Prompt: Duplicate part of the interview below without any changes, beginning at the words "What's your favorite" and stopping after "by Mark Twain.".

===== Extract =====

What inspires you to sit down and write?
Shel: I've wanted to write books all my life. It's in my soul. I'm happiest when I'm writing. There has never been anything more noble than writing books. I have to write. I can only liken it to why does someone play a saxophone or why does someone paint? Why do people blog in Iran when they know they could be lashed to death? They have to.

Robert: I see something happening in the world and I want to share it. It's why during 9/11 I wrote every few minutes what I saw happening. It's why I write about meeting Steve Wozniak, or Bill Gates, or Larry Page. Sometimes it's just an idea that pops into my head that I want to think about more, so I write it down. Sometimes it's just that I wanted to talk about a business that treated me well.

Describe your favorite childhood teacher and how that teacher influenced you.
Shel: Marjorie Furtado was my high school English teacher and was the first and only teacher in my public school education to give me what I needed most — encouragement. She opened my mind to great writers from Hemingway to Shakespeare. She told me I had a flair for writing. She made me a better writer.

Robert: Mike Mister. He was my junior high science teacher. He opened my mind to the wonders of science and technology but also took a group of us running every day and took us backpacking in Yosemite. He was one of the few teachers who really taught me the love of learning.

What's your favorite blog right now?
Robert: I like Hugh Macleod's Gaping Void. He does drawings on the back of business cards (warning: some of them use adult language) but he has pretty interesting insights into marketing and business. I also like that there's a trucker who writes about his daily life at http://truckerphoto.com/blog.

Shel: Church of the Customer by Ben McConnell and Jackie Huba. They have a better understanding of word of mouth than anyone out there right now.

What was your favorite book as a kid?
Robert: I liked the Hardy Boys series.

Shel: A Christmas Carol by Charles Dickens and Treasure Island by Robert Louis Stevenson. But my absolute favorite is The Adventures of Huckleberry Finn by Mark Twain.

===== Data =====

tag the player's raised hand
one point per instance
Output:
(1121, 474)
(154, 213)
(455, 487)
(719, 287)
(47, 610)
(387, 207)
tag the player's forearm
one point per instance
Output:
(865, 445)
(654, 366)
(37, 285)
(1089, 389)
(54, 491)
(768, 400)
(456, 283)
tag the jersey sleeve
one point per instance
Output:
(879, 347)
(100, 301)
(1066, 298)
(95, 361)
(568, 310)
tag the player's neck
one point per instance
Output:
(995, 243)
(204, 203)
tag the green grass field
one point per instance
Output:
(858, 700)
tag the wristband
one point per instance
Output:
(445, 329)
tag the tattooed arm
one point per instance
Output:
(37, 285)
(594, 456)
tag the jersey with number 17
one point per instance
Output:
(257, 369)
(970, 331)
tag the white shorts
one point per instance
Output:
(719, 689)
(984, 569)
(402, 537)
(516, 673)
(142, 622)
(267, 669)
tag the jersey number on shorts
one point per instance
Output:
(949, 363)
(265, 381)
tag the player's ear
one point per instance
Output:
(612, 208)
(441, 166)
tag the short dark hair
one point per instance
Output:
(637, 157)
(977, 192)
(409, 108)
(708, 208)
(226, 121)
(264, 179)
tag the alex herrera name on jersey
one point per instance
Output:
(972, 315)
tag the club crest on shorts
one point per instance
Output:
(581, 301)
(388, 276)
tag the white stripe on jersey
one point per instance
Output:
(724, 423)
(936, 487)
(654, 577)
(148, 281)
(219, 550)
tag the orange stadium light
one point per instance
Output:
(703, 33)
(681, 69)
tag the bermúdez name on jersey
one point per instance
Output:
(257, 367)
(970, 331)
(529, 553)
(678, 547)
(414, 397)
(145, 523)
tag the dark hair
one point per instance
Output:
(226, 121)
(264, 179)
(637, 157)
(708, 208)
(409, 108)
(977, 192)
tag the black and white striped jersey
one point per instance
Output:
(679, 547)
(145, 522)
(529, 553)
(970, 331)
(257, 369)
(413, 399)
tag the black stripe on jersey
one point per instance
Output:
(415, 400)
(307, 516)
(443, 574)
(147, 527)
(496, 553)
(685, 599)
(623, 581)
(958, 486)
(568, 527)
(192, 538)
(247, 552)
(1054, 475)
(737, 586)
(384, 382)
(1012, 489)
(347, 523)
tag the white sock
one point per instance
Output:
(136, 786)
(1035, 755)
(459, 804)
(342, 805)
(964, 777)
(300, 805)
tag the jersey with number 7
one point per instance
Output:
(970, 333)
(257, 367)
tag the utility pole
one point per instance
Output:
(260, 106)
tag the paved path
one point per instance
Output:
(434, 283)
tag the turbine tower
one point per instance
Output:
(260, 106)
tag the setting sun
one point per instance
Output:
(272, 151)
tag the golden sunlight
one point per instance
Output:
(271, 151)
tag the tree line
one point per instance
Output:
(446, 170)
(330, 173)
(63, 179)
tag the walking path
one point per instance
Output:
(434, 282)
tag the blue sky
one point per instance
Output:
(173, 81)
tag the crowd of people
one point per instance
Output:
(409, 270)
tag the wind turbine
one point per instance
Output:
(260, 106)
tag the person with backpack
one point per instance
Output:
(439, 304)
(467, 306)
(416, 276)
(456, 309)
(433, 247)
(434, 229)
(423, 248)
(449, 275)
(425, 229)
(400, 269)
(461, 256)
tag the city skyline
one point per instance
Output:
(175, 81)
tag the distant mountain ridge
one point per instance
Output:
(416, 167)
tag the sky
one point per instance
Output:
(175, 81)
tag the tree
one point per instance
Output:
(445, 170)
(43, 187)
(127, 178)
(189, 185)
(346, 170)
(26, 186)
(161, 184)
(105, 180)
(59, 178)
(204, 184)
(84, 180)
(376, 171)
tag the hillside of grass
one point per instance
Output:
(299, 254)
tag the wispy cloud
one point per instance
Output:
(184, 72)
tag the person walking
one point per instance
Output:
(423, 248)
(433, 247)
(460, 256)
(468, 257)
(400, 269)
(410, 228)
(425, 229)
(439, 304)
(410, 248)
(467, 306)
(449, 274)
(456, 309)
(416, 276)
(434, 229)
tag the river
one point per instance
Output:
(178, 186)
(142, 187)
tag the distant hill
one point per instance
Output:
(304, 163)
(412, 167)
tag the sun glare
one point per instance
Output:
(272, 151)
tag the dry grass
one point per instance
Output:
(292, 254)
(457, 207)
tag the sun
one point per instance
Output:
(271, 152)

=====
===== Data =====

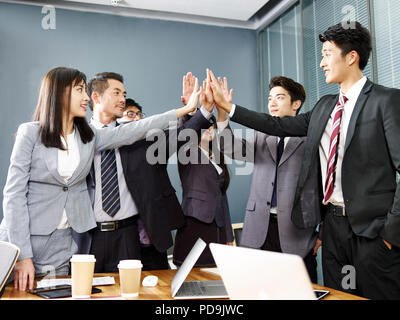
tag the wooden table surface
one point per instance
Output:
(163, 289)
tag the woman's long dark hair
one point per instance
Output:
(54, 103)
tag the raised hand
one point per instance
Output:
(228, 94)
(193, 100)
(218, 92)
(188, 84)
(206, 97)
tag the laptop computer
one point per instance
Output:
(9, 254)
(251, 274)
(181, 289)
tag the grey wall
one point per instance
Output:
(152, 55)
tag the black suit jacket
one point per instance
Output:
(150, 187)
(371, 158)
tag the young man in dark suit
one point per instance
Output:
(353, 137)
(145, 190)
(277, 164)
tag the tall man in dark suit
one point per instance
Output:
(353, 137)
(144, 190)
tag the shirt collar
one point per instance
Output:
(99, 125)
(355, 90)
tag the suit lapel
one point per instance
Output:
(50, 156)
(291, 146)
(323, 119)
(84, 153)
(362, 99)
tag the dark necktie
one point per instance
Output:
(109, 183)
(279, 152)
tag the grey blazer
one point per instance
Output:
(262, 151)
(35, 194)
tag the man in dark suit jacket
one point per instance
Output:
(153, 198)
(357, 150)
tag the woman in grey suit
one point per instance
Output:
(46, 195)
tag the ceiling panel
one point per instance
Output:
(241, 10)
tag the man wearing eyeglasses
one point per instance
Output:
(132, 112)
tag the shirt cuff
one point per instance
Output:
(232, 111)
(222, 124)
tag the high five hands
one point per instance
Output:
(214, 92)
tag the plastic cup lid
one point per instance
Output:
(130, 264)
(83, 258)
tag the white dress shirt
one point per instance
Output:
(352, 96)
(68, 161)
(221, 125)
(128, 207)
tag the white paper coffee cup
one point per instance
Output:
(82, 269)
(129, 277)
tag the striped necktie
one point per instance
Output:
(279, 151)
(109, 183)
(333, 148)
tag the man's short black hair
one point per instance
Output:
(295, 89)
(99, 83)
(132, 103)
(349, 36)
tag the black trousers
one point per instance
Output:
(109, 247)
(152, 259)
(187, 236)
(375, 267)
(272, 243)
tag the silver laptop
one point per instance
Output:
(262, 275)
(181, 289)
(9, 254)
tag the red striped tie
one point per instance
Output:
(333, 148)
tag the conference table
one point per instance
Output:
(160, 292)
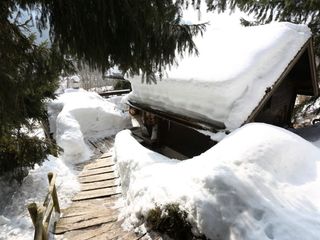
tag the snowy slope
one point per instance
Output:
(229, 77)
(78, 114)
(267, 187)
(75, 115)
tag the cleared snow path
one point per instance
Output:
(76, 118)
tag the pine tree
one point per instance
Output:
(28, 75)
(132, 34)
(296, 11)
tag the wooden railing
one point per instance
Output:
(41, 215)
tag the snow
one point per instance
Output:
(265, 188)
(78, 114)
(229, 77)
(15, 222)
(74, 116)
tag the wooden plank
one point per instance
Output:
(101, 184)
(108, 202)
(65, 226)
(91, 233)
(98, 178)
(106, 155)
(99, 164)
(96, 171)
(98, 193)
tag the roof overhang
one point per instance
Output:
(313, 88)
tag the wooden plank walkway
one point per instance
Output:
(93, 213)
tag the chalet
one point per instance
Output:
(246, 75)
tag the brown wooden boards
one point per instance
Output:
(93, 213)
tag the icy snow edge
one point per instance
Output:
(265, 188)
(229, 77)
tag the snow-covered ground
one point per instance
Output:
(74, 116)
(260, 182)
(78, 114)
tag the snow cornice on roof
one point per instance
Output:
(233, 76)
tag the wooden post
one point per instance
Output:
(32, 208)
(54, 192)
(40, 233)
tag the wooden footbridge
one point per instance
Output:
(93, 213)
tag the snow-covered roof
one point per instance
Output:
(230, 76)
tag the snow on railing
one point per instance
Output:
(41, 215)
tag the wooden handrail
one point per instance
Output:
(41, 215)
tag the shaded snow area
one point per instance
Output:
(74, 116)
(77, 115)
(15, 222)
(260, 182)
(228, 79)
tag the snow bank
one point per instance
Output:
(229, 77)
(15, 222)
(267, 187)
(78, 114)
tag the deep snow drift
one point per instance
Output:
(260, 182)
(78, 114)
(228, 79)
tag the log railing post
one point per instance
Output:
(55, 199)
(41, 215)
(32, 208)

=====
===== Data =====

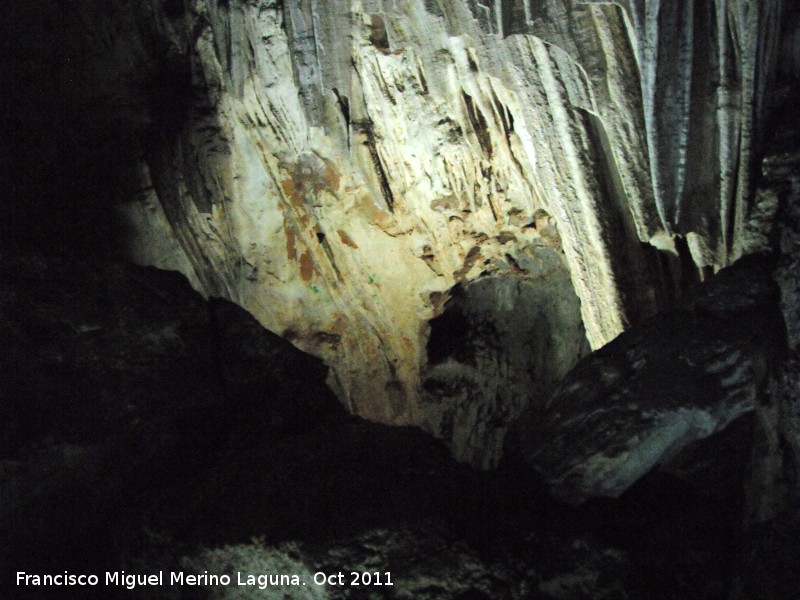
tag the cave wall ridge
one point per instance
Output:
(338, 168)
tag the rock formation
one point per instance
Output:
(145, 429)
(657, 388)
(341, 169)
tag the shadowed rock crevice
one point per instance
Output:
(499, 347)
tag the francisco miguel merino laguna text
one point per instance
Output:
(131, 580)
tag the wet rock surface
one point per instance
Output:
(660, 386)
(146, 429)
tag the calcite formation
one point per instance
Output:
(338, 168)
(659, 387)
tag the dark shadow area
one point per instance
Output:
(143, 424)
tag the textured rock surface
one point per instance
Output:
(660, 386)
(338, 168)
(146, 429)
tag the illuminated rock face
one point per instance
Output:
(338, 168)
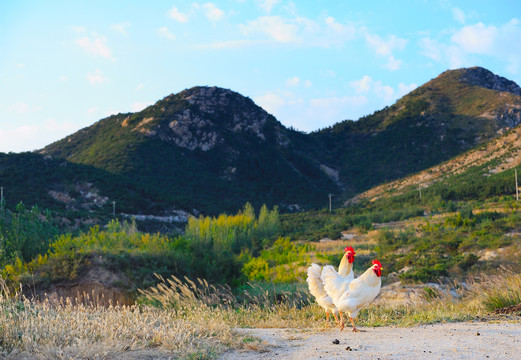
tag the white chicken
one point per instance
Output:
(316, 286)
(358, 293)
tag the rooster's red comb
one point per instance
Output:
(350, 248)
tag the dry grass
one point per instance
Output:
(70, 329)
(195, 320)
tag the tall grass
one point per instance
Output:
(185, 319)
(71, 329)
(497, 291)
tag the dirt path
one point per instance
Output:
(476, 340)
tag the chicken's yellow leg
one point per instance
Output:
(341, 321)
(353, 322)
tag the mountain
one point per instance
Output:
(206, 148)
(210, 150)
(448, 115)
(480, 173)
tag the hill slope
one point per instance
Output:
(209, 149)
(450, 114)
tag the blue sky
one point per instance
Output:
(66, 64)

=====

Task response:
What's your favorite blog right now?
Robert: I like Hugh Macleod's Gaping Void. He does drawings on the back of business cards (warning: some of them use adult language) but he has pretty interesting insights into marketing and business. I also like that there's a trucker who writes about his daily life at http://truckerphoto.com/blog.

Shel: Church of the Customer by Ben McConnell and Jackie Huba. They have a better understanding of word of mouth than anyone out there right now.

What was your favorite book as a kid?
Robert: I liked the Hardy Boys series.

Shel: A Christmas Carol by Charles Dickens and Treasure Island by Robert Louis Stevenson. But my absolute favorite is The Adventures of Huckleberry Finn by Mark Twain.